• **Task prompt**:
Reproduce the passage of the home automation text below, starting at "- Give a manual" and ending at "fire five times.", without altering a word.
## begin Reading text
Google Home Automations: the tap-to-build editor covers most needs; the household routines and script editor (YAML-like) unlock conditions and starters like device state. Presence is handled well when multiple family phones are added.
Home Assistant is the enthusiast's choice and the only one that runs entirely on local hardware — a Raspberry Pi or mini-PC in your home. Its automation editor exposes every trigger, condition and action, and because it is local, automations keep working when the internet drops. It is the right home for the power-cut, voltage and tank-fill recipes. See the local versus cloud discussion and networking guide before you commit.
How to avoid annoying automations
The fastest way to make a family hate the smart home is a badly tuned automation. A few rules keep them welcome.
- Always add a condition. "If someone is home", "if after sunset", "if the door was actually opened." Unconditional automations are the ones that turn lights on at noon.
- Use timeouts, not just triggers. Motion-path lights should turn off after two minutes of no motion — otherwise they stay on all night.
- Dim at night. Night automations should never blast full-brightness white. Warm, 15 to 20% light respects sleeping eyes.
- Give a manual override. A physical switch or a voice command must always beat the automation. Family members should never feel trapped by the logic.
- Beware presence flapping. Geofences can trigger repeatedly at the boundary. Use a larger radius (300 m) and a small delay so "arriving" does not fire five times.
- Start small and observe. Add automations one at a time and live with each for a week before building the next.
## end Reading text
## begin Records provided
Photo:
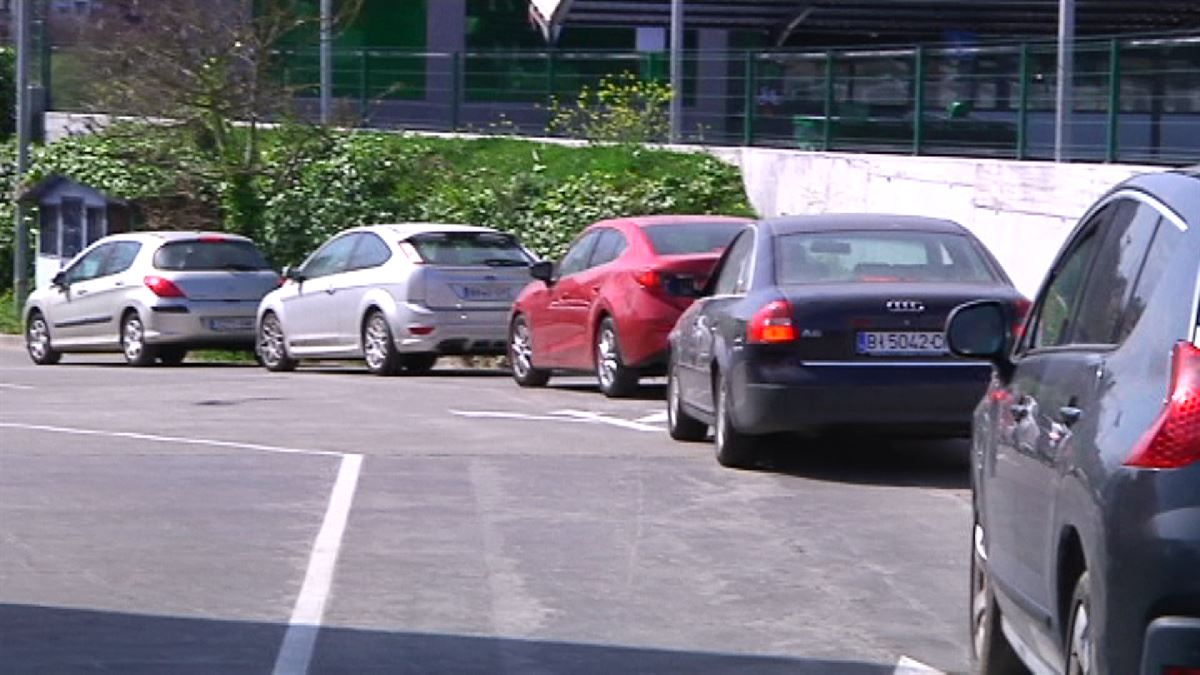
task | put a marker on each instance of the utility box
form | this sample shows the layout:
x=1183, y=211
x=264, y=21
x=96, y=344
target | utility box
## end Records provided
• **The solution**:
- Give a manual override. A physical switch or a voice command must always beat the automation. Family members should never feel trapped by the logic.
- Beware presence flapping. Geofences can trigger repeatedly at the boundary. Use a larger radius (300 m) and a small delay so "arriving" does not fire five times.